*Raw data:*
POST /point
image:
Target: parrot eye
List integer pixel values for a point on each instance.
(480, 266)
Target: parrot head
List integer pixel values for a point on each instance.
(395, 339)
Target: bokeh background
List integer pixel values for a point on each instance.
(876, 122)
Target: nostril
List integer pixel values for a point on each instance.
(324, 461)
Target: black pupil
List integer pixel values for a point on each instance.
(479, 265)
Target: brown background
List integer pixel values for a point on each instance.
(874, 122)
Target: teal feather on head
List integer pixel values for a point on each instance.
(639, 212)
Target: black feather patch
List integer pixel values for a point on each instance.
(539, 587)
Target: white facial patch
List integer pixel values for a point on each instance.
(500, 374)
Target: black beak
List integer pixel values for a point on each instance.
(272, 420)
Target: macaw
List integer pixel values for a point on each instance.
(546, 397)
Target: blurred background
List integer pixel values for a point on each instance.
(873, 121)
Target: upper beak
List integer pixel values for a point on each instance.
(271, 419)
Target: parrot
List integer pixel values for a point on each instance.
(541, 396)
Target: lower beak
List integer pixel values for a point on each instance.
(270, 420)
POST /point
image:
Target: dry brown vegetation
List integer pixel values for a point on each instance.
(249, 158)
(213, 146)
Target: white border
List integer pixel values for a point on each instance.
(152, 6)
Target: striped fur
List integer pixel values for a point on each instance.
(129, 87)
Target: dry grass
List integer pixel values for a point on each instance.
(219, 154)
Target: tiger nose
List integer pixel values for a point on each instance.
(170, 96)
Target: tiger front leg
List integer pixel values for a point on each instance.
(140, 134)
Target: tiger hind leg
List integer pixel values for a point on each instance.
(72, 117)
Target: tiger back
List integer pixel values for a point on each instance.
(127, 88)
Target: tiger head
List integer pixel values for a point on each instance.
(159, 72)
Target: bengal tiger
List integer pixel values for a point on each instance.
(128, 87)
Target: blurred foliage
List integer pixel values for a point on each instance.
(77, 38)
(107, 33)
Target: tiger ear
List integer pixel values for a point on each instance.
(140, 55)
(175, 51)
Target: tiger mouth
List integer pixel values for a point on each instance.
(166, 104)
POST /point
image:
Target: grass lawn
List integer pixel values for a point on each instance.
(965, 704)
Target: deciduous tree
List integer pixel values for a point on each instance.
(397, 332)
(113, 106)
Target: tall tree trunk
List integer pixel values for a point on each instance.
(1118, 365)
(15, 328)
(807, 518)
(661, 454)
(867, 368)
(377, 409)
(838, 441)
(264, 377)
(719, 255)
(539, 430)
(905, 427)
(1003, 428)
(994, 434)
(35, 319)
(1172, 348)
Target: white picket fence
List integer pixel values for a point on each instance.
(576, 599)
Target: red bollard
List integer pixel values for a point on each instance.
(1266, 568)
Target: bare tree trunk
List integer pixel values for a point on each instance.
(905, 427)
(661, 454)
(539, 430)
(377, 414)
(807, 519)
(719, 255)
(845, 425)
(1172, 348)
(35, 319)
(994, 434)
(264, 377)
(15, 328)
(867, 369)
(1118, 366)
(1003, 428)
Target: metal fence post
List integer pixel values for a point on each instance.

*Requirement:* Offset the answer coordinates by adding 103 to every x and y value, then write out everything from the line containing "Target: deciduous tree" down to the end of the data, requests included.

*Full solution:*
Target: deciduous tree
List integer pixel values for a point on each instance.
(500, 435)
(216, 209)
Target: tall tree trunk
List integer pixel values for a point on each instance.
(1221, 468)
(118, 431)
(910, 621)
(764, 557)
(970, 471)
(480, 512)
(941, 544)
(367, 480)
(822, 358)
(642, 533)
(1008, 530)
(1106, 531)
(1097, 537)
(138, 422)
(1275, 451)
Target: white picket fence
List integer pixel values for a point on each instance.
(679, 702)
Target: red bollard
List integer pixel values for a point on each instance.
(1369, 671)
Target: bare tree trunk
List integer pixel values for a point on each instance.
(1008, 530)
(764, 557)
(642, 533)
(480, 517)
(910, 622)
(822, 358)
(948, 528)
(1275, 451)
(138, 422)
(1097, 537)
(367, 480)
(118, 431)
(970, 472)
(1221, 469)
(1106, 531)
Target: metal fence post
List integer pixel values for a point on each instance.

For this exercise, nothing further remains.